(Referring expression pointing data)
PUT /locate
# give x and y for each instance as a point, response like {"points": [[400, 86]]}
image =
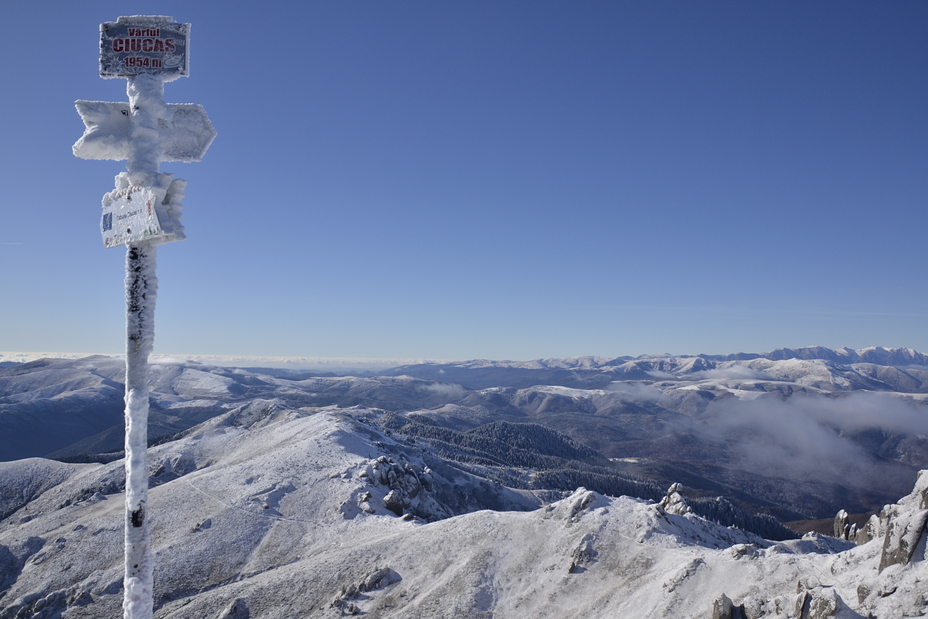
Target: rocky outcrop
{"points": [[906, 526], [673, 502], [724, 608], [405, 485]]}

* **Problem**
Repeat the entries verbatim; no pictures.

* **Solution**
PUT /locate
# give x and y for each instance as a point, response like {"points": [[400, 86]]}
image =
Target: rocky outcrop
{"points": [[906, 526], [673, 502], [724, 608], [405, 485]]}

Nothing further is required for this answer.